Each line of the entries below that includes "instance" belongs in your answer.

►

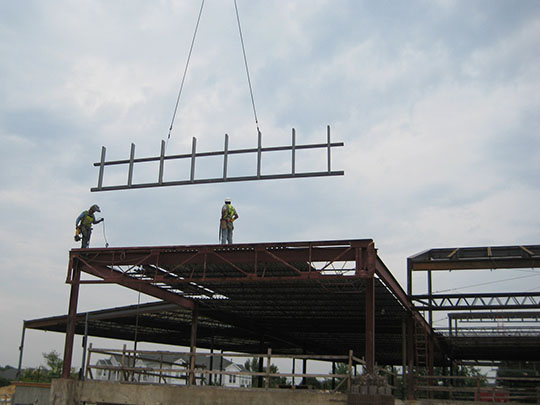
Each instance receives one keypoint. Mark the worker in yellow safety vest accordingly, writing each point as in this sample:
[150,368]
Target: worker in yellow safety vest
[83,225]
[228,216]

◄
►

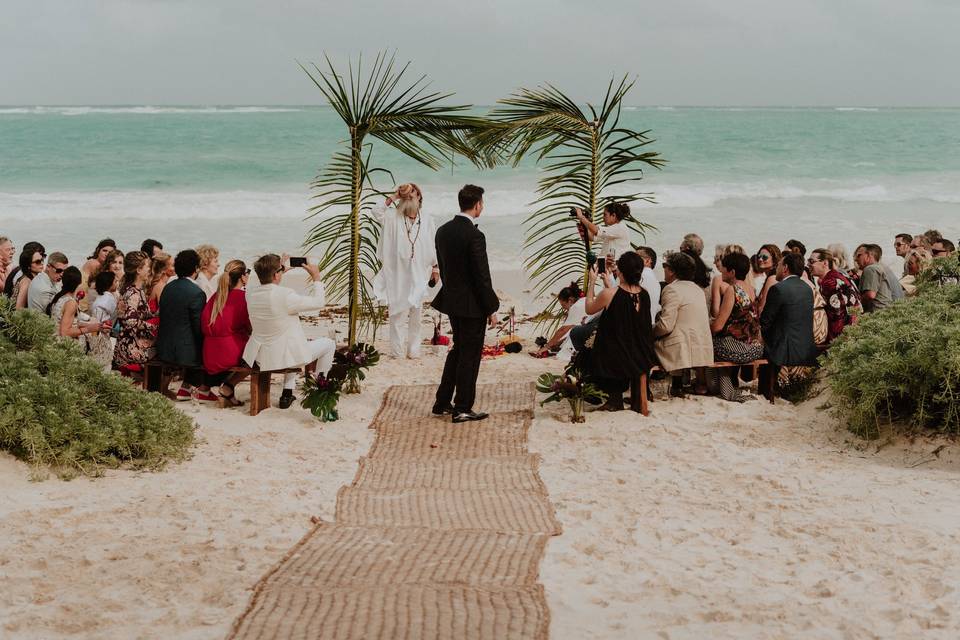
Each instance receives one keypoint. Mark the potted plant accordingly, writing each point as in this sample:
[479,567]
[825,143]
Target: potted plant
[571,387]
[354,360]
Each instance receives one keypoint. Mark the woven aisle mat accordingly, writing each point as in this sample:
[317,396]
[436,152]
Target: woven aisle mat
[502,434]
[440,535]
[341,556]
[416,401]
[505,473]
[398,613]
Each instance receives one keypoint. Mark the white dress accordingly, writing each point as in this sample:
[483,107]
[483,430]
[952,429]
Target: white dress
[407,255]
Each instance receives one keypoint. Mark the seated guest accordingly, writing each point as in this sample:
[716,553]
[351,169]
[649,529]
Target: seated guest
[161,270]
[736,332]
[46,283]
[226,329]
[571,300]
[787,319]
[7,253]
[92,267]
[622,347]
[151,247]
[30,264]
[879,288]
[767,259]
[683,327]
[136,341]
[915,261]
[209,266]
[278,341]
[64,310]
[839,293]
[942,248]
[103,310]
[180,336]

◄

Output of the exercise
Each instance receives one keypoint. Mark the worker in yellow safety vest accordingly, writing each point as in this sample:
Each instance receives one keypoint. Mark the potted plant accordingly, writing each point as in this sample:
Each instance receives one keypoint. Mark the woven aisle mat accordingly, writing each point as in this sample:
Each instance receives one keypoint. Mark the white dress accordingly, writing each point as in this sample:
Each instance receives one keypoint. Mark the seated guest accordingly, writing each point as in this sample:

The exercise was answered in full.